• What to work on
1. In the article on AMD, what business did the company shed so it could focus on chip design?
2. Name every specific use of processors that the article on AMD gives as an area where AMD is eating into Intel's lead.

• Page

· · · · · · ·

Motley Fool: Growing share in chipsOctober 16, 2022
Advanced Micro Devices (Nasdaq: AMD) is a promising company in the semiconductor industry, with its price recently pushed down amid the overall market’s pullback. The company has also warned that the coming quarter’s results will be disappointing. If you can stomach the turbulence and plan on holding for a few years, this is a tech stock to consider buying.
Long considered second fiddle to Intel, AMD and its suite of semiconductors have been building momentum for over a decade now, after it shed its manufacturing business to focus on chip design. That has given AMD the resources to steadily eat into Intel’s lead in processors – not just those used in consumer electronics like PCs and laptops, but also in the highly lucrative and fast-growing infrastructure for cloud computing.

· · · · · · ·

• Dataset rows
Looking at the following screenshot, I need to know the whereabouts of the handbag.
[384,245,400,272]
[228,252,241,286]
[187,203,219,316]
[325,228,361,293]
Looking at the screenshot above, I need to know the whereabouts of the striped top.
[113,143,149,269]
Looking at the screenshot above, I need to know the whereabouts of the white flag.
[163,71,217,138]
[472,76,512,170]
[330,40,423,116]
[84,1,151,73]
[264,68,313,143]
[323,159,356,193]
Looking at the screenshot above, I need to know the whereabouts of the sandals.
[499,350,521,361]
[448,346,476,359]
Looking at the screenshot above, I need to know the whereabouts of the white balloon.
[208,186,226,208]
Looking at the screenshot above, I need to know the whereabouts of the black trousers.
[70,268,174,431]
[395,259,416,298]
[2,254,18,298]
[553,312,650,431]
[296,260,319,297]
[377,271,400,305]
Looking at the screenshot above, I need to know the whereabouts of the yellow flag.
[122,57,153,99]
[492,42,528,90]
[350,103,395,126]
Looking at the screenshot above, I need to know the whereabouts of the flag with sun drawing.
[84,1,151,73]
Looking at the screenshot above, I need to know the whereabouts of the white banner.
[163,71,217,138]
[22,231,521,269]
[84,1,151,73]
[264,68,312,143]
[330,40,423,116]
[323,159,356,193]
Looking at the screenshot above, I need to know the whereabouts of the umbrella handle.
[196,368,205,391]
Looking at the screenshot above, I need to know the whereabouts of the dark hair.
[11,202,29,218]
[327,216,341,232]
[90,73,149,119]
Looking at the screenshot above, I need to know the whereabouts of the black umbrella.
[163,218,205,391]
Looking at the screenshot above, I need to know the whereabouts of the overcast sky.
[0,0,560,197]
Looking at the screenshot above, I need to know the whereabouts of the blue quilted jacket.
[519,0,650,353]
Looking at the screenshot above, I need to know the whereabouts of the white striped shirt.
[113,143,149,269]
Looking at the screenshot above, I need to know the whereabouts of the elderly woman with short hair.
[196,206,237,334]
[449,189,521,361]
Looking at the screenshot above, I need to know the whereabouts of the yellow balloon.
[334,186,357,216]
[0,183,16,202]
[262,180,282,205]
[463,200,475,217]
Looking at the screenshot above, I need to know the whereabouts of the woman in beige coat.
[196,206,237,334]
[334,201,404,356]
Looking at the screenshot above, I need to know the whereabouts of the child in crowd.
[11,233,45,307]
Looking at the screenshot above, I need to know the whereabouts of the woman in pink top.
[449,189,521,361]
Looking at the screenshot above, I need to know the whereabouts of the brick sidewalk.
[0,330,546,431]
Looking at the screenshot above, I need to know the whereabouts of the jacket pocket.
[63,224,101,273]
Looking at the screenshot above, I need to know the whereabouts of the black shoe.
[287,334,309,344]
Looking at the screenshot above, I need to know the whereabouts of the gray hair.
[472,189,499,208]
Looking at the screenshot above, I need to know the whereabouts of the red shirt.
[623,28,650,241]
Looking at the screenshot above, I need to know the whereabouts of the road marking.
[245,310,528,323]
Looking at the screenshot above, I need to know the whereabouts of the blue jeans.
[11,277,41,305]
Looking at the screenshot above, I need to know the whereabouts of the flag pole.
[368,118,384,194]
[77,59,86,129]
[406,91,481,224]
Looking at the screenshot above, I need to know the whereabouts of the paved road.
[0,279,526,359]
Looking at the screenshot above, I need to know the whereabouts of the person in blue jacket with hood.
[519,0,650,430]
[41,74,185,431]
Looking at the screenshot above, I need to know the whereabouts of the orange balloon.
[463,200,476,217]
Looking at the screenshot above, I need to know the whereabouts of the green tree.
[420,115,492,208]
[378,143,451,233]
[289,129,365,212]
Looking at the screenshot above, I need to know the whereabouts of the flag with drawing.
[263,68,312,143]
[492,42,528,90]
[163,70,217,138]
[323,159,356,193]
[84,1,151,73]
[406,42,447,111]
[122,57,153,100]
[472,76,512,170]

· · · · · · ·

• Final answers
1. Its manufacturing business.

2. PCs, laptops, and infrastructure for cloud computing.